**Brief:** Restate all of the entries exactly. Any picture in them should be skipped.

Stored data entries:

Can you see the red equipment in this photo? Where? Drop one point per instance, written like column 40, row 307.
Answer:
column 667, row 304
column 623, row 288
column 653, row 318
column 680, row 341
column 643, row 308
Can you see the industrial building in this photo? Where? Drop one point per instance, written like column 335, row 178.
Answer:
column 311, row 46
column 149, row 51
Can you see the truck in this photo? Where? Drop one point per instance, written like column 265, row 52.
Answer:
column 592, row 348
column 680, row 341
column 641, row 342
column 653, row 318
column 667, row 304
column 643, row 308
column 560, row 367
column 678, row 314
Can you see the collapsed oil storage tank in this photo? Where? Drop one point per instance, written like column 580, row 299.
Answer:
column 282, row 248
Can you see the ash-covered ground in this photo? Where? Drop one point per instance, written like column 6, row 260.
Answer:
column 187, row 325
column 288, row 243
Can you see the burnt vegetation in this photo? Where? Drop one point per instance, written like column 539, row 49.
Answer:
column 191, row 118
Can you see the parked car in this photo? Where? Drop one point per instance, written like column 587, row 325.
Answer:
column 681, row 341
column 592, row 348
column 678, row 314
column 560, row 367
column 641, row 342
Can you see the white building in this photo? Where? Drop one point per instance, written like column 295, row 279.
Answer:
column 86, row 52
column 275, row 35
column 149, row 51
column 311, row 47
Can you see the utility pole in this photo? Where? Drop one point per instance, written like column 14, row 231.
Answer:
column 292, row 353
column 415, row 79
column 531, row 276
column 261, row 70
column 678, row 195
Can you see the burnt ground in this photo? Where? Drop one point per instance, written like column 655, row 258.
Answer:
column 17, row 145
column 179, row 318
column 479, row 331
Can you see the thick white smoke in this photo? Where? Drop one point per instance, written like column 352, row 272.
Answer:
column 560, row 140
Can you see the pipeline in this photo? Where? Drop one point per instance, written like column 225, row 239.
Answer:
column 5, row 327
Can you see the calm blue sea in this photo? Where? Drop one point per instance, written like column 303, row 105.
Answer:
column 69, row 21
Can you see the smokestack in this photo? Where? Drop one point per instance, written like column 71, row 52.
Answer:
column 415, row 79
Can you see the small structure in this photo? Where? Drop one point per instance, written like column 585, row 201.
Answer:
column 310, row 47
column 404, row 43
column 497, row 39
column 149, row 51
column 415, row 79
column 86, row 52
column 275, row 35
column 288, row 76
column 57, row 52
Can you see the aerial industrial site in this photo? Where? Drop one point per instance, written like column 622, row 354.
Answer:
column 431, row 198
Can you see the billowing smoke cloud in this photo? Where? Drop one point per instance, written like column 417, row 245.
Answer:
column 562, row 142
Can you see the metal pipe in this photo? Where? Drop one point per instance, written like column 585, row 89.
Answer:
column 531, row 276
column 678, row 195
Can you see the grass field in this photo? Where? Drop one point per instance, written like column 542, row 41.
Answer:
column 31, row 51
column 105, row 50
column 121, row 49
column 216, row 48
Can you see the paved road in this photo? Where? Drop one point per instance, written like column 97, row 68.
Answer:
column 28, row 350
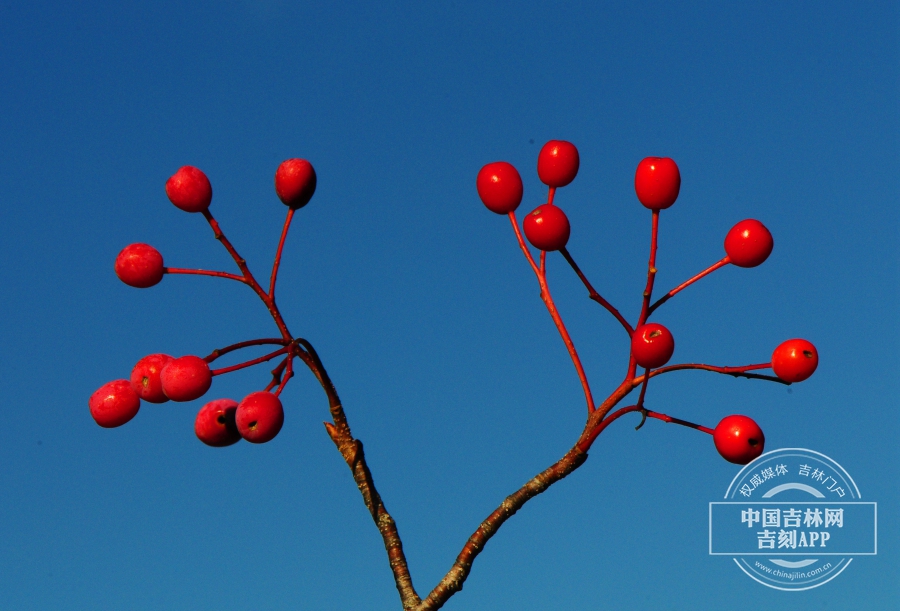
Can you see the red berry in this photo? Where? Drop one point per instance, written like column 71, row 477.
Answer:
column 145, row 378
column 652, row 345
column 189, row 189
column 215, row 425
column 657, row 182
column 738, row 439
column 186, row 378
column 558, row 163
column 547, row 227
column 139, row 265
column 499, row 187
column 114, row 404
column 259, row 417
column 748, row 243
column 795, row 360
column 295, row 182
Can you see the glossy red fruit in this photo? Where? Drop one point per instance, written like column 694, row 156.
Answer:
column 186, row 378
column 652, row 345
column 547, row 227
column 657, row 182
column 795, row 360
column 145, row 378
column 215, row 424
column 558, row 163
column 189, row 189
column 114, row 404
column 139, row 265
column 499, row 187
column 738, row 439
column 259, row 417
column 295, row 182
column 748, row 243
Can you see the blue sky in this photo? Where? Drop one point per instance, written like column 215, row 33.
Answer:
column 418, row 299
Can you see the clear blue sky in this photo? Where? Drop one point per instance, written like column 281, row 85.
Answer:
column 418, row 300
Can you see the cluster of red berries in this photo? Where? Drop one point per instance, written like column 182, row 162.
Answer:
column 158, row 378
column 657, row 183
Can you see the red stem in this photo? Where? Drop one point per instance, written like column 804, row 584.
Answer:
column 738, row 372
column 585, row 444
column 248, row 276
column 687, row 283
column 541, row 273
column 287, row 225
column 203, row 272
column 594, row 294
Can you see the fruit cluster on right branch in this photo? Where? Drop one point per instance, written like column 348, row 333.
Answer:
column 657, row 183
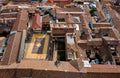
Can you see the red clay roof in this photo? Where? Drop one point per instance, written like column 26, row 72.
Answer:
column 36, row 22
column 11, row 53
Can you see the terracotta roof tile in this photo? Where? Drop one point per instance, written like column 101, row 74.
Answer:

**Answer area:**
Can you see the red equipment in this photo? Where? Drop one point per instance, written like column 40, row 307.
Answer:
column 667, row 304
column 623, row 288
column 653, row 318
column 680, row 341
column 643, row 308
Can you see the industrial building in this photo? Where? Drop one point per instance, written like column 335, row 178.
Answer:
column 311, row 46
column 149, row 51
Can you see the truck in this photo? Where? Drop one point per instance, written like column 265, row 52.
Answer:
column 592, row 348
column 680, row 341
column 641, row 342
column 653, row 318
column 667, row 304
column 643, row 308
column 560, row 367
column 678, row 314
Can you see the collapsed oil storage tank in this photo? Where? Drop one point per instance, written like column 580, row 299.
Answer:
column 282, row 248
Can you see the ash-covered ground in this photo? Where? Drop one point per instance, written like column 6, row 260.
Answer:
column 187, row 325
column 288, row 243
Can you see the burnt vegetation in this photo? Where? Drop one point per instance, written like column 539, row 49.
Answer:
column 191, row 118
Can you see the parked car in this photo? Where? Drop one point per instance, written like column 587, row 325.
Answer:
column 681, row 341
column 592, row 348
column 678, row 314
column 560, row 367
column 641, row 342
Can you see the white building in this photo? Where? Drop one point per instance, written like column 295, row 279.
Answer:
column 86, row 52
column 275, row 35
column 149, row 51
column 311, row 47
Can you see the utility pole in this photo? Where? Drop one point per instance, written like column 14, row 231.
Answer:
column 292, row 353
column 415, row 79
column 531, row 276
column 261, row 70
column 678, row 195
Can you see the burnt ground in this photo? Where? Drop one point per instance, written like column 655, row 258.
Answer:
column 17, row 145
column 179, row 318
column 479, row 331
Can you see the thick white smoke in this photo? Where? Drop one point per instance, written like column 352, row 272.
Answer:
column 560, row 140
Can you see the pipeline in this photo? Where? Drop one point per instance, written like column 225, row 239.
Answer:
column 5, row 327
Can you see the calm blue sea in this photo? Where? Drop one point per instance, written like column 303, row 105.
Answer:
column 69, row 21
Can you see the smokestack in this photo? Where? Drop one point per instance, written like column 71, row 52.
Answer:
column 415, row 79
Can you see the small structure in this photo? Where? Drop one point per instance, written like column 585, row 201.
Answer:
column 310, row 47
column 404, row 43
column 497, row 39
column 149, row 51
column 415, row 79
column 86, row 52
column 275, row 35
column 288, row 76
column 57, row 52
Can you see the aerial industrial site in this photo? Where? Drop one point per instance, written like column 622, row 354.
Answer:
column 431, row 198
Can you see the billowing smoke cloud in this photo? Where? Drop one point per instance, written like column 417, row 245.
Answer:
column 562, row 142
Can you see the metal pipe in this photo? Where? Drop one point per instance, written like column 585, row 89.
Answer:
column 531, row 276
column 678, row 195
Can you see the grass field in this photo? Where? Drop one point per instance, written like column 542, row 41.
Answer:
column 31, row 51
column 105, row 50
column 121, row 49
column 216, row 48
Can you see the paved road in this photo? Where? Drop one point per instance, written like column 97, row 68.
Answer:
column 28, row 350
Can you see the red berry in this photo? Where? Drop one point per instance, written like column 71, row 477.
Answer:
column 145, row 378
column 652, row 345
column 189, row 189
column 215, row 425
column 657, row 182
column 738, row 439
column 186, row 378
column 558, row 163
column 547, row 227
column 139, row 265
column 499, row 187
column 114, row 404
column 259, row 417
column 748, row 243
column 795, row 360
column 295, row 182
Can you see the glossy red fruit in this photo? Where? Drop one point per instance, written like column 694, row 156.
Answer:
column 186, row 378
column 652, row 345
column 547, row 227
column 657, row 182
column 795, row 360
column 145, row 378
column 215, row 424
column 558, row 163
column 189, row 189
column 114, row 404
column 139, row 265
column 499, row 187
column 738, row 439
column 259, row 417
column 295, row 182
column 748, row 243
Can you see the blue sky in this photo? Where? Drop one point per instance, written like column 215, row 33.
Answer:
column 418, row 299
Can you see the clear blue sky in this photo? Where? Drop one point per instance, written like column 281, row 85.
Answer:
column 418, row 300
Can you see the cluster of red berries in this photo? Where? Drop one point per instance, written like column 182, row 162.
Answer:
column 158, row 378
column 657, row 183
Can you see the red stem in this photo? Where? Drop one point per instance, written like column 804, row 584.
Answer:
column 738, row 372
column 585, row 444
column 248, row 276
column 687, row 283
column 541, row 273
column 287, row 225
column 203, row 272
column 594, row 294
Can you see the fruit cluster on right branch in this photo? Where? Drop one point per instance, written like column 348, row 333.
Answer:
column 657, row 183
Can you see the red clay roof in this photo? Where? Drop one point per instance, written like column 26, row 72.
Answer:
column 36, row 22
column 11, row 53
Can you see the terracotta roof tile in this photo? Where? Drop one point per instance, written like column 101, row 74.
Answer:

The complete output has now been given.